▸ TASK STATEMENT
Recast the lines from the one containing "Audit check: the airplane" through the one containing "[184,118,480,314]", both included, as a numbered list, and omit any blank lines.

Rows for bounding box labeling:
= = = = =

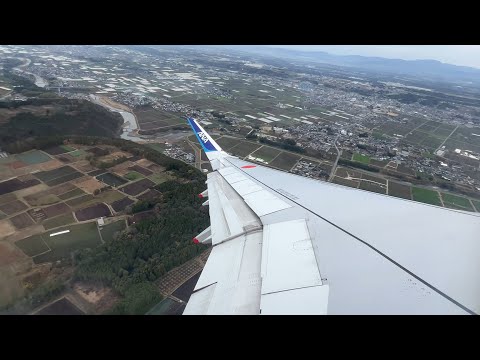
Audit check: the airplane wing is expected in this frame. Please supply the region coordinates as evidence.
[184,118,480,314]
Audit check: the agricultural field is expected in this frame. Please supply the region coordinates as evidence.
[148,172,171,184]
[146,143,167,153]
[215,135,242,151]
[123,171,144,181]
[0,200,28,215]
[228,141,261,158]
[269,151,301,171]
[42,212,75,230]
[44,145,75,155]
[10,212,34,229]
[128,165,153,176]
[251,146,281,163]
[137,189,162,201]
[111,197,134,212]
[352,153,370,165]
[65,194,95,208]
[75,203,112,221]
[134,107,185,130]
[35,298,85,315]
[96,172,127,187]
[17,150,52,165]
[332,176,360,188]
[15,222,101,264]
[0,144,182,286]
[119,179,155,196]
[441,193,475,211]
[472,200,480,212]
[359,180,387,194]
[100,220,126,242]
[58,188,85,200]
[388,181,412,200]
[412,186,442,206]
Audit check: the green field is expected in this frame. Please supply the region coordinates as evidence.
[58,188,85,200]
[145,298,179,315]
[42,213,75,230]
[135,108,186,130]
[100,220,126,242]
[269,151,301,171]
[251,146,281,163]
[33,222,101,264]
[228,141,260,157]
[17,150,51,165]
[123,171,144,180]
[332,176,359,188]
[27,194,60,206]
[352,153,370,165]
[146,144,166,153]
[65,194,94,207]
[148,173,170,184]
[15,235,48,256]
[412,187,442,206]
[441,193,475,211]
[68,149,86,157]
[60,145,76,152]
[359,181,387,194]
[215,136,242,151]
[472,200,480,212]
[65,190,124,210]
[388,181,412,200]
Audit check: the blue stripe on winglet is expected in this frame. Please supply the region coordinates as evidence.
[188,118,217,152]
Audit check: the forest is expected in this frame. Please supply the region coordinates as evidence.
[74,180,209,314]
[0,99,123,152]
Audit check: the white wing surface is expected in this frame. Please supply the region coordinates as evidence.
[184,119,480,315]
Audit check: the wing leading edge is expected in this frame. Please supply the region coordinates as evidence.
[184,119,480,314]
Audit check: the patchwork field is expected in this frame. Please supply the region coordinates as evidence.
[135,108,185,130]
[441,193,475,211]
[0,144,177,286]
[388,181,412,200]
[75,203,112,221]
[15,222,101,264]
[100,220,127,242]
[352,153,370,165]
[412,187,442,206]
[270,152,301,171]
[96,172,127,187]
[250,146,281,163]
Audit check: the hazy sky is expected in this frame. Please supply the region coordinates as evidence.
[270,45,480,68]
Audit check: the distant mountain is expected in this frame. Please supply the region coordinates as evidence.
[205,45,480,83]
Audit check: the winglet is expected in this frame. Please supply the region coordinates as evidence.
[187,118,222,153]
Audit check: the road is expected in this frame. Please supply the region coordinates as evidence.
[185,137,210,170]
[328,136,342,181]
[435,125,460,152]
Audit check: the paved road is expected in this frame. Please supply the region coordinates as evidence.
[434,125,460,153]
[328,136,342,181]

= = = = =

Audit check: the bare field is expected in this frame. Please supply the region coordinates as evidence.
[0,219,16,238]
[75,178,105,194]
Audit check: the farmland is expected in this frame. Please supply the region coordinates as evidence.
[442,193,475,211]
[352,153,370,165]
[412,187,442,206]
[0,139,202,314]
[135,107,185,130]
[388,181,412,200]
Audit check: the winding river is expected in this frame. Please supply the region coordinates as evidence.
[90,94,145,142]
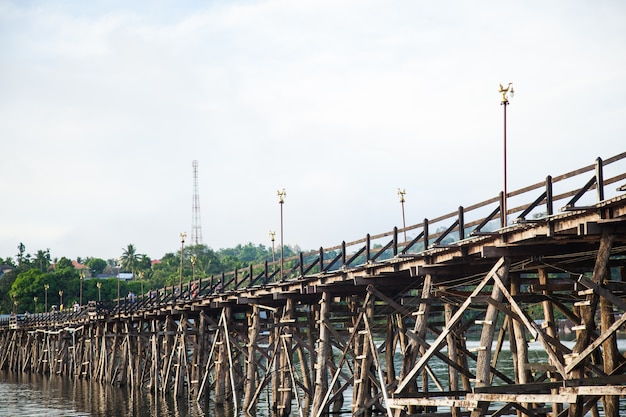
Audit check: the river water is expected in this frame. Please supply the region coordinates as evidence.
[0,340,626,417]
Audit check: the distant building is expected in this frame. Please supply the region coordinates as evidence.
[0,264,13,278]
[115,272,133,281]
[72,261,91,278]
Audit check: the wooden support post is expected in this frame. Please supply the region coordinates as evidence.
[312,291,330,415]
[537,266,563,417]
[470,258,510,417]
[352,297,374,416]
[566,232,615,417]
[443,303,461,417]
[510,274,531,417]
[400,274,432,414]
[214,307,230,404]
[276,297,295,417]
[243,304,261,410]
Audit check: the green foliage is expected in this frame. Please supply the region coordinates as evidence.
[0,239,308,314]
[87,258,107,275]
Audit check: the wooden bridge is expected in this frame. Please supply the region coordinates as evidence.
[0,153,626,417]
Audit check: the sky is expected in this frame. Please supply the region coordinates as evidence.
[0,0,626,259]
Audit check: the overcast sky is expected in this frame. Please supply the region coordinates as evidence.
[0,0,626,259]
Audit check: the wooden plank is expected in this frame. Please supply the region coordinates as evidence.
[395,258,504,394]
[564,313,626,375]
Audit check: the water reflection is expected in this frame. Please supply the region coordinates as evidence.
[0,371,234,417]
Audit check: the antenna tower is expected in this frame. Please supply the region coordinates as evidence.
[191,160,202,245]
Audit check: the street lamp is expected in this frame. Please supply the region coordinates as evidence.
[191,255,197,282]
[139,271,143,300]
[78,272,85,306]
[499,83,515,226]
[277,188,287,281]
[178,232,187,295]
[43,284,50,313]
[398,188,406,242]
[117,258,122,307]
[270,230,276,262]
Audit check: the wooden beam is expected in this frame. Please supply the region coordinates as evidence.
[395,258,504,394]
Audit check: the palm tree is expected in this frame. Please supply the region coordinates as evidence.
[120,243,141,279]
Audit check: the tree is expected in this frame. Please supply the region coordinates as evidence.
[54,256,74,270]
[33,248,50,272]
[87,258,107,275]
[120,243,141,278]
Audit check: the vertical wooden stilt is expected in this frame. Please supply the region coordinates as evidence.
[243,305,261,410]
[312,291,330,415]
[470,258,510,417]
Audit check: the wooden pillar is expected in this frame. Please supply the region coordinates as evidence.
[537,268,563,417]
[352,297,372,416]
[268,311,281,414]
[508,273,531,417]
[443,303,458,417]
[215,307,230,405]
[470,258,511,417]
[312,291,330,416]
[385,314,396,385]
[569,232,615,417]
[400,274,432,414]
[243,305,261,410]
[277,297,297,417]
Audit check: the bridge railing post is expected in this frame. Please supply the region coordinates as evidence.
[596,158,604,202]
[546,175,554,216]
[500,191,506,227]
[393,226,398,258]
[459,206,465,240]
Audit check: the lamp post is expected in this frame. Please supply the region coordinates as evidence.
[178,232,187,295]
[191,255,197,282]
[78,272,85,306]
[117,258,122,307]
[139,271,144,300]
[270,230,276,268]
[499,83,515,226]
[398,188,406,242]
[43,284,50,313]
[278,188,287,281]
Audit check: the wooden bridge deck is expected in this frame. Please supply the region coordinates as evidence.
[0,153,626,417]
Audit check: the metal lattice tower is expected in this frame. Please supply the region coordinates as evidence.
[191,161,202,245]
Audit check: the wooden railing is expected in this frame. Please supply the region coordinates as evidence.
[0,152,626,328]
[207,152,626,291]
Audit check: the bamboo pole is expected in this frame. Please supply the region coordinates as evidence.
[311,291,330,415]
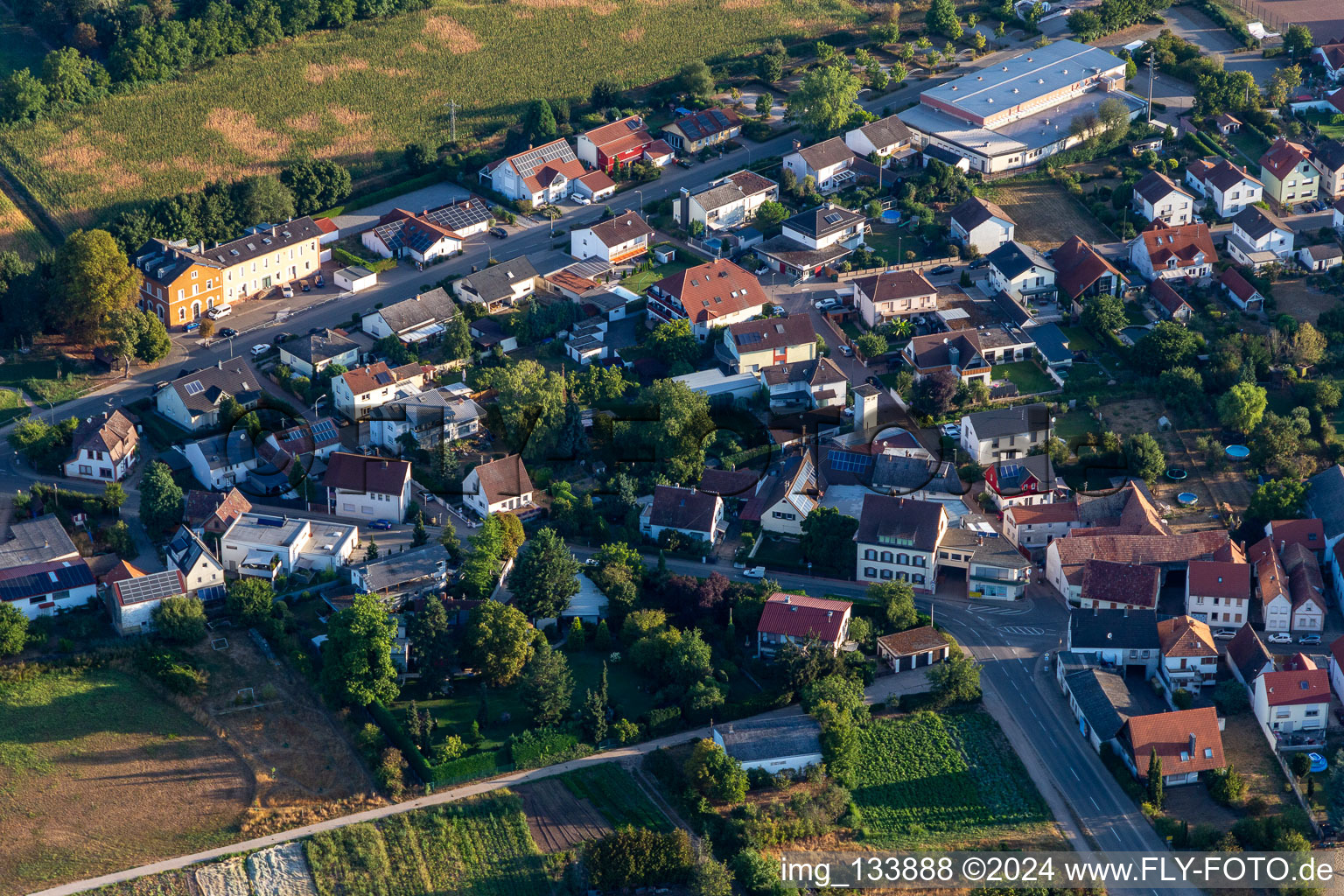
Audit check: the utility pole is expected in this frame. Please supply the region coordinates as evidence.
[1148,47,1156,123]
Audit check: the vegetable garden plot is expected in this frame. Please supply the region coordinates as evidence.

= = = = =

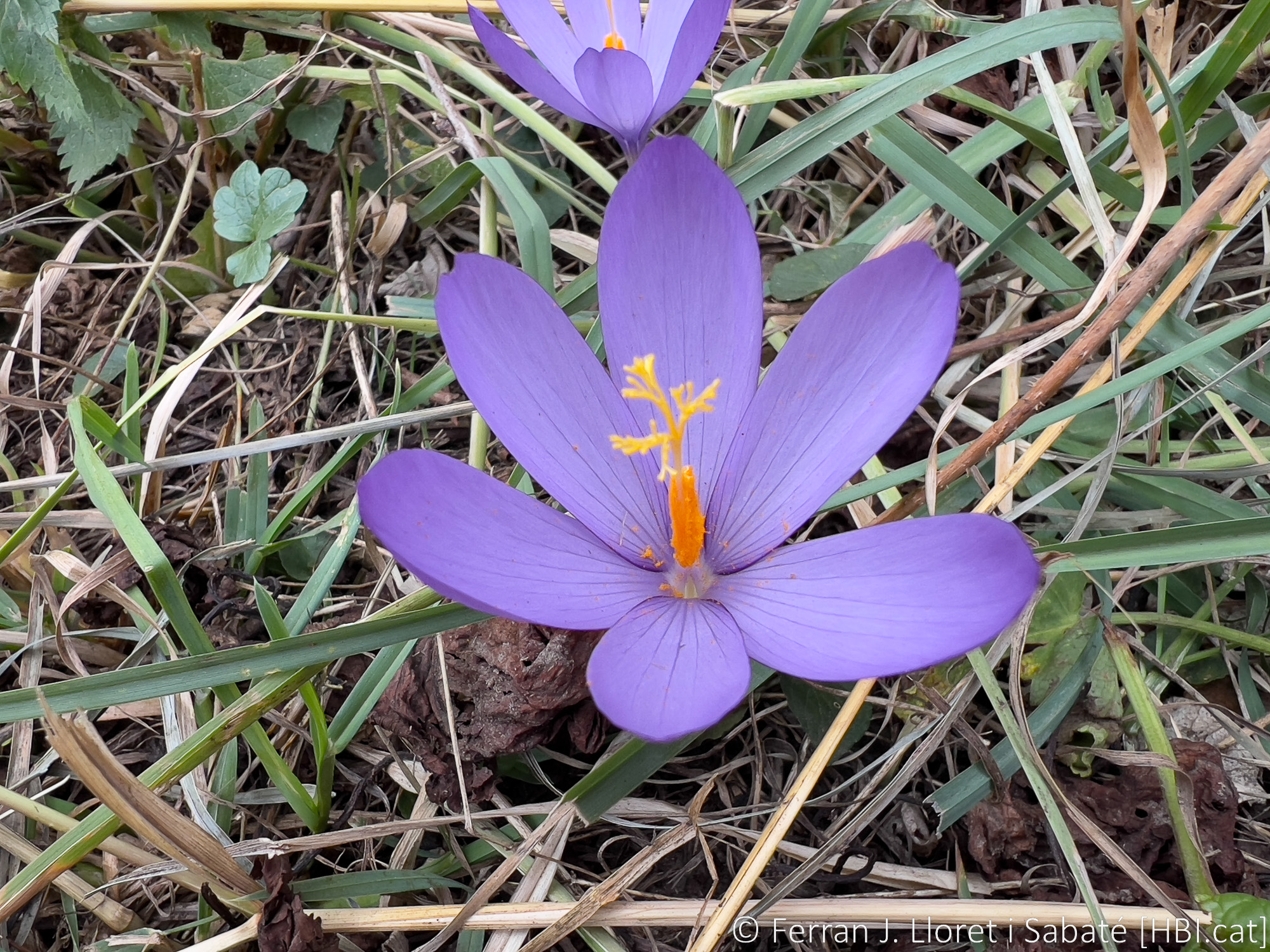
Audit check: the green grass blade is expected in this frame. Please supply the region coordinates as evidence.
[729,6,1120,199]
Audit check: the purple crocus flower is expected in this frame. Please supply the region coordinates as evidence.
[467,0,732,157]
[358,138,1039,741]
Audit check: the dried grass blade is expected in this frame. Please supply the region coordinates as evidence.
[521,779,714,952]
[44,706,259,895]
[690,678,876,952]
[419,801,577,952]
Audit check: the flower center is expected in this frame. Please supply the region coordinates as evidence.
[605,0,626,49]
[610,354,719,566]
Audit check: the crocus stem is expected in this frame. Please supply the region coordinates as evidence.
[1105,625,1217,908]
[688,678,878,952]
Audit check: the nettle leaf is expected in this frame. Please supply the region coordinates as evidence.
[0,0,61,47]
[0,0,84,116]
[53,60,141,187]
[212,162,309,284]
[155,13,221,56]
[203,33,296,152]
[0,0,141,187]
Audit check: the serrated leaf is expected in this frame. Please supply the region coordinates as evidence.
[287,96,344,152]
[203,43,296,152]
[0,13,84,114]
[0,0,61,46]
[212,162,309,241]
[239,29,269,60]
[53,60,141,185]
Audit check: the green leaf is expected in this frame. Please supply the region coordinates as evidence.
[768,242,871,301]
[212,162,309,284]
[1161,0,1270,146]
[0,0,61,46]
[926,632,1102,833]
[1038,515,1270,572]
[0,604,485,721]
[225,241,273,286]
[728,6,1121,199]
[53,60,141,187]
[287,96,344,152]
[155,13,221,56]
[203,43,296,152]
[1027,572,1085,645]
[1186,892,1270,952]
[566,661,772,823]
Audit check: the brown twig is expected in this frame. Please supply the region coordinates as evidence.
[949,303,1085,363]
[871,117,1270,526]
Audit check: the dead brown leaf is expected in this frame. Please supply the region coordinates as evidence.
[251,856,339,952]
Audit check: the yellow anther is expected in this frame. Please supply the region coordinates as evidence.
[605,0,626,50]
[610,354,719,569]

= = = = =

▸ ANSWER TO THIS EXERCISE
1. Audit check: the airplane wing is expected in this frame. Please supply the region coordinates as evidence.
2. [184,118,480,314]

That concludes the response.